Reading text: Begin
Kookaburra, the Australian ball manufacturers, are in the process of developing a wax product that could serve as a substitute to sweat and saliva to shine a ball.
Health concerns surrounding the coronavirus pandemic are likely to force a suspension of conventional shining methods, leading to the use of artificial applications, such as the Kookaburra polish that’s being developed.
Kookaburra’s group managing director, Brett Elliott, has said that the product “could be available within a month”, but would be untested to the rigours of actual match conditions.
“The most effective mitigating action to avoid risk would be to introduce a temporary ban on the traditional shining method,” Elliott told PA Agency. “This could be immediately introduced, enabling cricket to resume as soon as it is safe.
“This could be available within a month. However, it has yet to be tested in a match conditions as the ability to complete real trial matches at the moment is inhibited.
Reading text: End
Extracted information: Begin
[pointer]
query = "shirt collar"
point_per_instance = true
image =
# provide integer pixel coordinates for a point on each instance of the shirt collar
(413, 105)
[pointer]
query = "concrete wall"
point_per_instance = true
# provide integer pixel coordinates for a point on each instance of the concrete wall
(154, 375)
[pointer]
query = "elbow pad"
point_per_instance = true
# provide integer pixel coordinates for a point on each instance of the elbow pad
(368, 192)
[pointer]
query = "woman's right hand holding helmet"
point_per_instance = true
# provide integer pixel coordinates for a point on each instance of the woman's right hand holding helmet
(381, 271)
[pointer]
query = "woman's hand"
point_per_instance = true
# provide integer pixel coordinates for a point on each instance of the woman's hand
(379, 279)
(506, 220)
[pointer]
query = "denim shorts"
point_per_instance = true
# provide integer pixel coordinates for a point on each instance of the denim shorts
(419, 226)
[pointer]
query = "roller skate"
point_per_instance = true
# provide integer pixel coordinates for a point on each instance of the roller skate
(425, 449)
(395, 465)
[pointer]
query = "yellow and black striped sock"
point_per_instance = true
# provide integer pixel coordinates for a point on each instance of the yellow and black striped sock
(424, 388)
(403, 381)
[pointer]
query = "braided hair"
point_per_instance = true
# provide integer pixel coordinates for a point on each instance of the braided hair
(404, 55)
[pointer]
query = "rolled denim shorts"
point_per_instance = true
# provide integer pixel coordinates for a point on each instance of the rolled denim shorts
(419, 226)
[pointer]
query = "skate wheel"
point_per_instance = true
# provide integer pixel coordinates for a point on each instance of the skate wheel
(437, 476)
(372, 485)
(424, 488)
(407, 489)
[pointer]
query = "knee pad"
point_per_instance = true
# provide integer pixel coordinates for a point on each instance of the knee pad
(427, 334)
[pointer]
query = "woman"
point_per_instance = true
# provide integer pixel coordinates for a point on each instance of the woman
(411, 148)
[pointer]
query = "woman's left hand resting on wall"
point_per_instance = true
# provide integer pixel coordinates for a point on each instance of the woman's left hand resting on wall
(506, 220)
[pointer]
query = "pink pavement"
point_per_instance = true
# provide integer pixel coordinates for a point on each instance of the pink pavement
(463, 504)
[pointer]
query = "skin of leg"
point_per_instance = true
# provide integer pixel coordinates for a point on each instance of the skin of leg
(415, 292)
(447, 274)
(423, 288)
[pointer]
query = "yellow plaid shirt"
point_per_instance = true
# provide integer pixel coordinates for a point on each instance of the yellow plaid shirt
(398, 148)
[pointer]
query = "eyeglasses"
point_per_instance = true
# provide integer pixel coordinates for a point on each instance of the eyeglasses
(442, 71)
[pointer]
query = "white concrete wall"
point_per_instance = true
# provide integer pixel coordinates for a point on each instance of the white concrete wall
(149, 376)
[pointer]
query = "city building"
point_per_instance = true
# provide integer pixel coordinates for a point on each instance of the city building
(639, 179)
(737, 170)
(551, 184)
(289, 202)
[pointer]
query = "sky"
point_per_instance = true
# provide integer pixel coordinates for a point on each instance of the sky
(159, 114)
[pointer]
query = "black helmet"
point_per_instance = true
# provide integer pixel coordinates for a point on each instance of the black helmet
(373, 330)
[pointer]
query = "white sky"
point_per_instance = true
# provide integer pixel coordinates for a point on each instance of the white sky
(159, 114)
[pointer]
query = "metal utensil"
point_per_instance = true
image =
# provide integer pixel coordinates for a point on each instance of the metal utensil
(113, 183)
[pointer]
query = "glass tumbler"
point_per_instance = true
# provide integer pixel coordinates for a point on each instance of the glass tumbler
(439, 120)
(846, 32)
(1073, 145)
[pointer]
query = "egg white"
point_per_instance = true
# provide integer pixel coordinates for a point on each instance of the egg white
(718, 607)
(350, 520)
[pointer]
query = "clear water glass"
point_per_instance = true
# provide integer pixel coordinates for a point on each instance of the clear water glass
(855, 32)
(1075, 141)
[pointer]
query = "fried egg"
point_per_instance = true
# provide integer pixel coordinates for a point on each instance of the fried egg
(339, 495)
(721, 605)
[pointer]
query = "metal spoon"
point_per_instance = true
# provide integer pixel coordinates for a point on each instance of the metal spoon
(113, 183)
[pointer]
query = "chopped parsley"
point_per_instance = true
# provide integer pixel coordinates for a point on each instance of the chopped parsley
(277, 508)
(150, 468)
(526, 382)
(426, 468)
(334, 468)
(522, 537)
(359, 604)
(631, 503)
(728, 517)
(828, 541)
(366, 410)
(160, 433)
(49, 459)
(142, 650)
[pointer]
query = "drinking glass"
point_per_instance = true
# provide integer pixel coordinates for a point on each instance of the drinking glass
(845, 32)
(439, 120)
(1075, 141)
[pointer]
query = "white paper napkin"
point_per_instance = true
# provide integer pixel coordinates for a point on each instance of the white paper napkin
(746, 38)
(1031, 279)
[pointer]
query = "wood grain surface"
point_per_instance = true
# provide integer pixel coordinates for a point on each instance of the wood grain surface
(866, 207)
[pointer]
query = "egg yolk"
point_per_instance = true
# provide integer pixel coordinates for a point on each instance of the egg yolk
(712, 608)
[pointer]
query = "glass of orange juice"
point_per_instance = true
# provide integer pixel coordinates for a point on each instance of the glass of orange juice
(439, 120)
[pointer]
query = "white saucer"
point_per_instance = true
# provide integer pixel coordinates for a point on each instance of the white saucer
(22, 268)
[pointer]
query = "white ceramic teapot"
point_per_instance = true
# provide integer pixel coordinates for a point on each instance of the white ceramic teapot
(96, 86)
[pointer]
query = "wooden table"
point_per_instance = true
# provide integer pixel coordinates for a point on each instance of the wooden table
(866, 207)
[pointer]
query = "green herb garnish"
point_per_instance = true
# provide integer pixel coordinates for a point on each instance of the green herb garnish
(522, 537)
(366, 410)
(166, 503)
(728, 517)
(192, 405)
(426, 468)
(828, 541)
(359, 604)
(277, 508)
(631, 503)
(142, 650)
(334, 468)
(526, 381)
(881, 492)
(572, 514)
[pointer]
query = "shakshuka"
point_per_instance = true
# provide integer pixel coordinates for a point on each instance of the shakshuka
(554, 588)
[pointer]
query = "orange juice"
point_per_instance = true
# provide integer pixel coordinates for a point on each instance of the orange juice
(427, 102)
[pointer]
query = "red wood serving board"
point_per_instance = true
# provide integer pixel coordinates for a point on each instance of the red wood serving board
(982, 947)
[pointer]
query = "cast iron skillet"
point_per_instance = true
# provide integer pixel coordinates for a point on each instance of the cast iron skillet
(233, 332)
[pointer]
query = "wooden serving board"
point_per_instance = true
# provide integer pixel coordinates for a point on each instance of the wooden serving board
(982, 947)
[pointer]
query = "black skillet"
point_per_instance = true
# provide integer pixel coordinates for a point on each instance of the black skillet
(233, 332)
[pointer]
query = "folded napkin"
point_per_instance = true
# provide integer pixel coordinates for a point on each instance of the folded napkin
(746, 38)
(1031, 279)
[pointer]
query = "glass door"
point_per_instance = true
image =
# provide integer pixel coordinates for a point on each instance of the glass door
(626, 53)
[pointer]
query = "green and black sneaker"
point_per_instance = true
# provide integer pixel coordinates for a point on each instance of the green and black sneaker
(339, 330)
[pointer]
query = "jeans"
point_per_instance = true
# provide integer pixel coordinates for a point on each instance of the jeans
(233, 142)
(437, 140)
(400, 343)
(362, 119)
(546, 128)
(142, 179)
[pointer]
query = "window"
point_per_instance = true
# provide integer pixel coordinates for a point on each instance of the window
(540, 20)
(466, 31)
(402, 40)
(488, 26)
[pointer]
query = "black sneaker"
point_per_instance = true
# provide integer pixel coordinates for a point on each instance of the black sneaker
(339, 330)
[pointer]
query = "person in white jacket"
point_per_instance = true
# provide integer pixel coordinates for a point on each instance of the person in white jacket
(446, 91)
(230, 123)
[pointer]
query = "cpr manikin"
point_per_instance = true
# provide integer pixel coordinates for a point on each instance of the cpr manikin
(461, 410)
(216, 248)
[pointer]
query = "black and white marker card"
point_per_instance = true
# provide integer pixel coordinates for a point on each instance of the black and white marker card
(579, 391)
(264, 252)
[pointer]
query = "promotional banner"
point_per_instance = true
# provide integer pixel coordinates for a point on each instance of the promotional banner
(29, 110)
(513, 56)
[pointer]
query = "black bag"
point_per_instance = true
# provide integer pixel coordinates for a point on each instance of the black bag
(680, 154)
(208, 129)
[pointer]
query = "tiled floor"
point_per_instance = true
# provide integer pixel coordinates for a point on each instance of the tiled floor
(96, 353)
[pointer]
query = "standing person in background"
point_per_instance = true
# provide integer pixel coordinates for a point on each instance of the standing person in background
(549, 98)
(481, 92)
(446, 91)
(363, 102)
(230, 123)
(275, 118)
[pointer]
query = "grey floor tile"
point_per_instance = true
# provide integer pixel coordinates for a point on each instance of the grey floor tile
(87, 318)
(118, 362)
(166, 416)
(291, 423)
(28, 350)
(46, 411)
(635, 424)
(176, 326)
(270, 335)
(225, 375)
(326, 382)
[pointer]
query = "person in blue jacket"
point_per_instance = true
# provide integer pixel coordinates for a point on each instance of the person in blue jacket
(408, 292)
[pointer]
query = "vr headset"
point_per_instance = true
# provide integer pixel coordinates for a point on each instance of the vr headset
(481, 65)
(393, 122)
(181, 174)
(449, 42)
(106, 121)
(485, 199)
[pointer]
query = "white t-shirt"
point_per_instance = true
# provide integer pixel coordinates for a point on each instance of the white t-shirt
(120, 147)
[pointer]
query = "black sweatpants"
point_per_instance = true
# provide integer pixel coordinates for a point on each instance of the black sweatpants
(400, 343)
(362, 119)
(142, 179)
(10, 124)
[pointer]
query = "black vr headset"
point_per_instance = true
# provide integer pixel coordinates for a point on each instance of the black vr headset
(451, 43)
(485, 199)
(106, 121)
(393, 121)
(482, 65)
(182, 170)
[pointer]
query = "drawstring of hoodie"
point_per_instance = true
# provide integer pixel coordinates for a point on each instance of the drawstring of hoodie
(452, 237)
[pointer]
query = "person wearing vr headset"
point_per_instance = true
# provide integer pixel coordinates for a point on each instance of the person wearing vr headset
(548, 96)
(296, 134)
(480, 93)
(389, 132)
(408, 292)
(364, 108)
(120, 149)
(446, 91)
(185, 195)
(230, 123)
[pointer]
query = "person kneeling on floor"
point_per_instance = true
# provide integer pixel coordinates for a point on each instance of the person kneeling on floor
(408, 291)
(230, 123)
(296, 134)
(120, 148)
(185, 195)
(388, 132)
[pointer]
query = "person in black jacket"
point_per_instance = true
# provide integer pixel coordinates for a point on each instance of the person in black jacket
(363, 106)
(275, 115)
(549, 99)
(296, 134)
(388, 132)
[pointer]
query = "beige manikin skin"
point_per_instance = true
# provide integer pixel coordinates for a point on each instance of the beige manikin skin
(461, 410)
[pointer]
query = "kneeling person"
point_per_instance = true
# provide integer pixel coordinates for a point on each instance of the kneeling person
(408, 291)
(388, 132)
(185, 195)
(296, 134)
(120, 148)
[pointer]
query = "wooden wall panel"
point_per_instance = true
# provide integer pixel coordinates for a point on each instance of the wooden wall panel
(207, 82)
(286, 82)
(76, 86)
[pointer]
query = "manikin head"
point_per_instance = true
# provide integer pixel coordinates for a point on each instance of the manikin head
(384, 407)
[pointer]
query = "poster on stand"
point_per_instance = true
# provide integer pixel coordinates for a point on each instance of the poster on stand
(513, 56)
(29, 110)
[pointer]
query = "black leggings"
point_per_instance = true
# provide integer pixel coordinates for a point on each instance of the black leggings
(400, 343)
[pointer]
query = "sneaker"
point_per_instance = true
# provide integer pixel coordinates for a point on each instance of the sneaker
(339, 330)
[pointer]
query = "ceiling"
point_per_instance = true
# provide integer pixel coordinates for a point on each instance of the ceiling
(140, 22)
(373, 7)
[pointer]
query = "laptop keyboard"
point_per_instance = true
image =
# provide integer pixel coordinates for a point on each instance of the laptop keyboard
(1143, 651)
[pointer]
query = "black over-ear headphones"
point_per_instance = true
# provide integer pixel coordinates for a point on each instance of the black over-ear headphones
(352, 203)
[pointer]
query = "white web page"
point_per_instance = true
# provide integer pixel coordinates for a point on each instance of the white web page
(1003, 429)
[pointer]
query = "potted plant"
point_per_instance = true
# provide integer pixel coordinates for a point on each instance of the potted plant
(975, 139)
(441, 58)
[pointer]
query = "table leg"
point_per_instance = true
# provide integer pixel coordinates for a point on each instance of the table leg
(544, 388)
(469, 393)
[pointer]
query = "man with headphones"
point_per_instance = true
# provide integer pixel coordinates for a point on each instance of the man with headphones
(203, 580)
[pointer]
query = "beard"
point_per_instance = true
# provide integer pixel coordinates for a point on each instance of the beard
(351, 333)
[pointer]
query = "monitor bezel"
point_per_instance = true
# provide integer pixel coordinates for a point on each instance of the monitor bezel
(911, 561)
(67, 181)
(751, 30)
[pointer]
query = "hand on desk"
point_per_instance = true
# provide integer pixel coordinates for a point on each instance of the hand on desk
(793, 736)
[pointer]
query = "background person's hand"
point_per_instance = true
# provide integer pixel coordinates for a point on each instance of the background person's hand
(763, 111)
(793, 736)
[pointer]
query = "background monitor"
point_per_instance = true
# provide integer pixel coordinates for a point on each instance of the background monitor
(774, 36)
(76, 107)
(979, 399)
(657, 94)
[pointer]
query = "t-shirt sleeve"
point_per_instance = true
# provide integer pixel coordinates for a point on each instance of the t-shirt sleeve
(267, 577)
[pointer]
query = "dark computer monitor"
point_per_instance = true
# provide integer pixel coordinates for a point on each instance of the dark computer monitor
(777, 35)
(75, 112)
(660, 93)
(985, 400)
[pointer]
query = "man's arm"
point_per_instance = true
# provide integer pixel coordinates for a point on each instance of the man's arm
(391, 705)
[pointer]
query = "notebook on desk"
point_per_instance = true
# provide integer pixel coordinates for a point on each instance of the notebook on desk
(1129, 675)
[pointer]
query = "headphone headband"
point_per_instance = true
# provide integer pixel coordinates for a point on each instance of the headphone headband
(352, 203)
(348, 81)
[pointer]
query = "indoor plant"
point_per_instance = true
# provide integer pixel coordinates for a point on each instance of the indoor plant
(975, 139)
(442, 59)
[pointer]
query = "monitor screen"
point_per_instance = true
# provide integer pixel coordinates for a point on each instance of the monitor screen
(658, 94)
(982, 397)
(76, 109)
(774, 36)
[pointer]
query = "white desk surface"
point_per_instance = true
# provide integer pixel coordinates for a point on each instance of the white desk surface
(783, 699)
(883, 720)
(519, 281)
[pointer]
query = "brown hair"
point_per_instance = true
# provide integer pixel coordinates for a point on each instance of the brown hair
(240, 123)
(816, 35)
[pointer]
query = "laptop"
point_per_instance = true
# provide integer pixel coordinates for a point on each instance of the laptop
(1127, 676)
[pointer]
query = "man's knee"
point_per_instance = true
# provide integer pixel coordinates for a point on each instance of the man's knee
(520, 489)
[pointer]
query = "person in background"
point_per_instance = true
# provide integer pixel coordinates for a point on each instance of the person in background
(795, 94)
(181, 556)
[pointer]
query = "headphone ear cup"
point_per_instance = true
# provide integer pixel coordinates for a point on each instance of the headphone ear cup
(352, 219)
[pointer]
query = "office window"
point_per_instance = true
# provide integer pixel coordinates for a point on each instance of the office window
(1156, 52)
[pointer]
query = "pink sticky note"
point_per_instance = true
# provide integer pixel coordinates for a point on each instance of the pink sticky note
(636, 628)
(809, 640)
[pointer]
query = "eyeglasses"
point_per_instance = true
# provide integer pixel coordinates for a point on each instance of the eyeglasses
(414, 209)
Extracted information: End
» Your objective:
Extend the article about Kookaburra's ball-shining wax by writing what comes next after its last sentence.

» Output of the task:
In a set of guidelines laid down by Australian Institute of Sport recently, the use of saliva and sweat will remain restricted, as cricket plans to make a careful return in the time of the global pandemic. If the wax product is introduced, it will be used to shine the ball during the match, under the supervision of the umpires. The thin layer of wax would be applied using a pocket-sized sponge.
Kookaburra have developed a wax shining product designed to shine the ball without the need for saliva or sweat. Idea is for umpires to oversee/apply.
Could be ready to use within a month
Story on @pasport pic.twitter.com/oht8unLsfs
— Rory Dollard (@thervd) May 4, 2020
“It may not be something we need to make forever, it’s designed to get cricket back and give administrators time to make decisions,” Elliot said. “Nobody was calling out for this 12 months ago, so maybe it is more of an interim measure.”